**TASK REQUIREMENTS:**
Locate the line bearing "Query: man's ear" in the material below, then reproduce it and each following line up to and including the line bearing "compact form (193,406).".

─── LISTED RECORDS ───

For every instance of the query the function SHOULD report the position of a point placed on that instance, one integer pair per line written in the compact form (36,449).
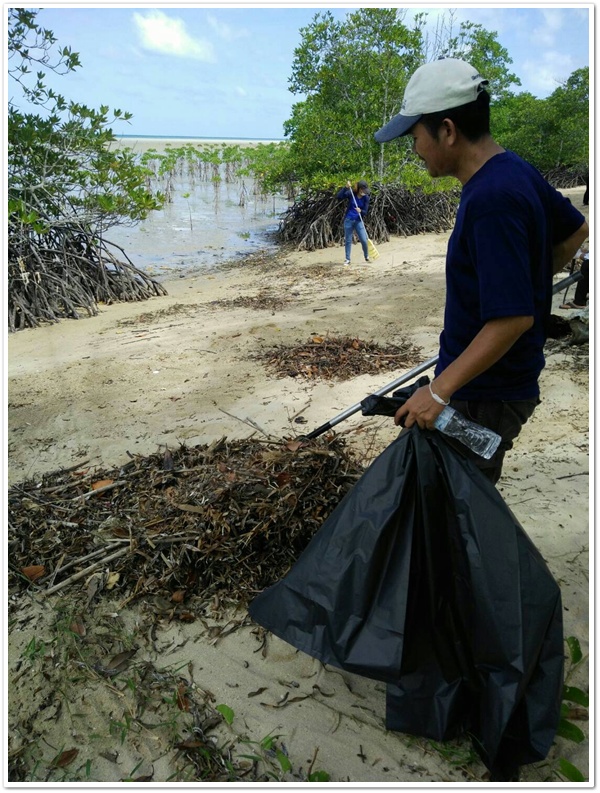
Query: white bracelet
(438,398)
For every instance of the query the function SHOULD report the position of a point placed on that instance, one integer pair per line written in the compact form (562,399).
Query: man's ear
(448,131)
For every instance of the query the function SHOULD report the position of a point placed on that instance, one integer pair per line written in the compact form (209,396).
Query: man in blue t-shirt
(513,231)
(358,206)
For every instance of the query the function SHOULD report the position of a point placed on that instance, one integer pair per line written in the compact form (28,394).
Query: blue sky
(220,71)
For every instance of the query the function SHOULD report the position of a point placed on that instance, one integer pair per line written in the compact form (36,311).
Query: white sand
(172,369)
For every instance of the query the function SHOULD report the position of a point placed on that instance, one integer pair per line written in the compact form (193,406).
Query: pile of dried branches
(264,300)
(317,220)
(67,271)
(335,358)
(563,177)
(225,519)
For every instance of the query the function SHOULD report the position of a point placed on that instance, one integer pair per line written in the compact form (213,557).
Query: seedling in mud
(36,649)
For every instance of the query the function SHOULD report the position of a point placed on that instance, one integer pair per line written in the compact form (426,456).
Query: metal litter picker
(405,378)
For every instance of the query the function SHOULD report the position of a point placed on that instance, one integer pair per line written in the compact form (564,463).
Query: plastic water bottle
(480,440)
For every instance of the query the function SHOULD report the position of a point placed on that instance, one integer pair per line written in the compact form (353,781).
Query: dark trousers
(583,285)
(505,418)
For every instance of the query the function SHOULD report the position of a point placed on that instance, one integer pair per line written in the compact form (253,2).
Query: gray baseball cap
(439,85)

───

**TASK OUTPUT:**
Query: man's ear
(448,131)
For every instance of the query the function SHOULD report the position of a point placed on that instance, one integer pair per line written in the compact form (209,396).
Query: man in blue t-shirt
(513,231)
(358,206)
For every instance of the query the function SHOULD report the position of a point placed on that instance, one integer pair per line written in the compact form (28,394).
Query: blue sky
(220,71)
For every instance of the query the function SHOULD report the position of a point placed on that instance, one integer pair per line written in the compact form (36,311).
Query: white sand
(172,369)
For every instance of the query the function SHOULD report the position of a point placed on that instance, one integer pair per line written in the compact form (193,406).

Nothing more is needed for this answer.